● SHORT TASK
Can you reproduce the listing below verbatim, starting at the line that contains "You are reviewing" and ending at the line that contains "[308, 297, 405, 379]", with both of those lines included?

● ENTRIES
* * *

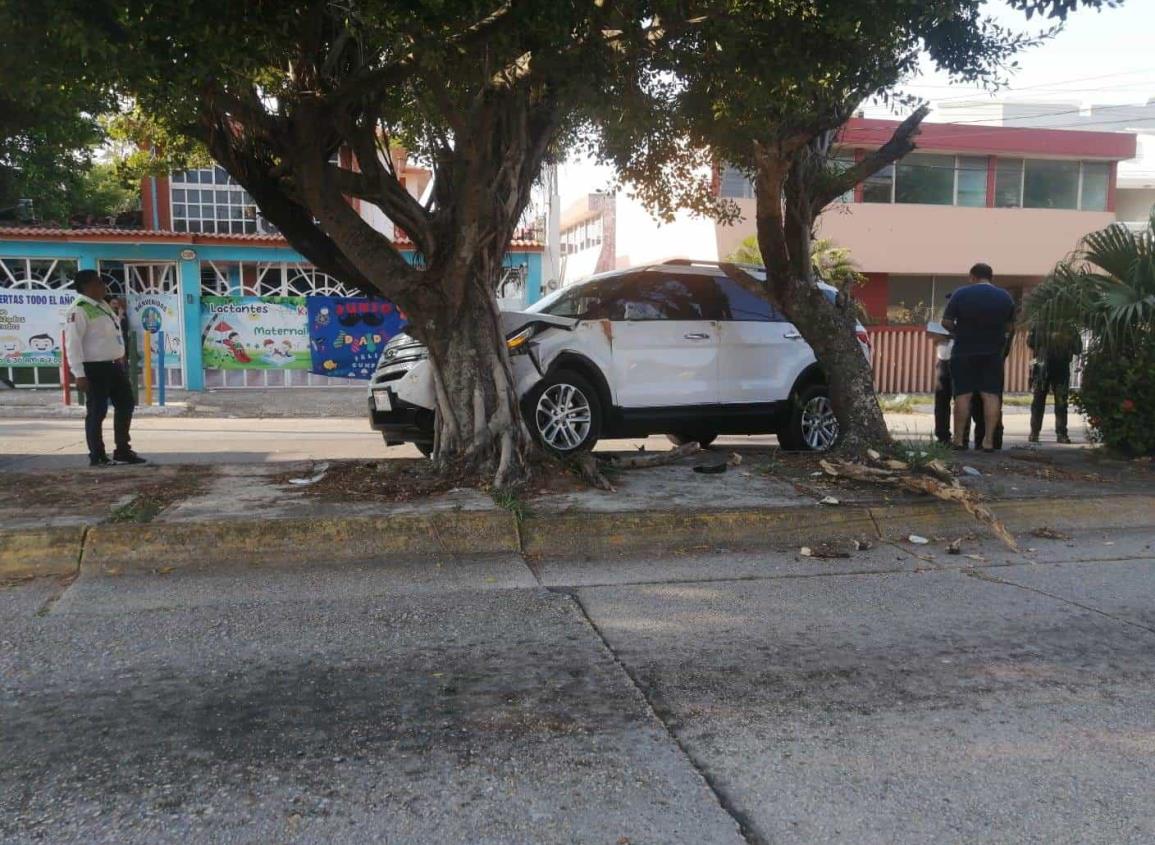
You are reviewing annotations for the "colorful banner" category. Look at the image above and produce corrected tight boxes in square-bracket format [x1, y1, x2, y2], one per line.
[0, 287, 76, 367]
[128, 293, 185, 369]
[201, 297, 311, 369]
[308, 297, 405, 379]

* * *

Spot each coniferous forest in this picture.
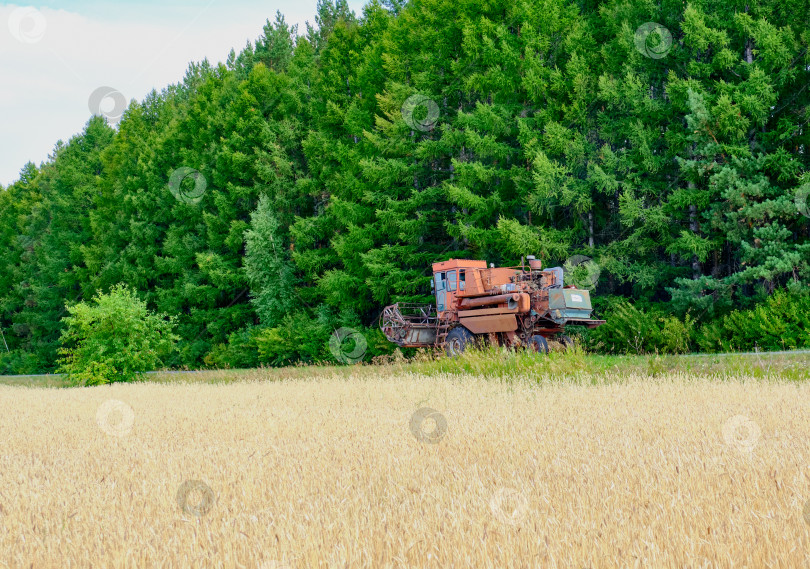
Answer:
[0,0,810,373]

* * *

● COMPLETE ANSWER
You are reviewing annotations for the "colorful banner" category. Look at the image above and produce corrected tight boxes in square-bracket format [x1, y1, x2, y2], one per line.
[0, 287, 76, 367]
[128, 293, 185, 369]
[201, 297, 311, 369]
[308, 297, 405, 379]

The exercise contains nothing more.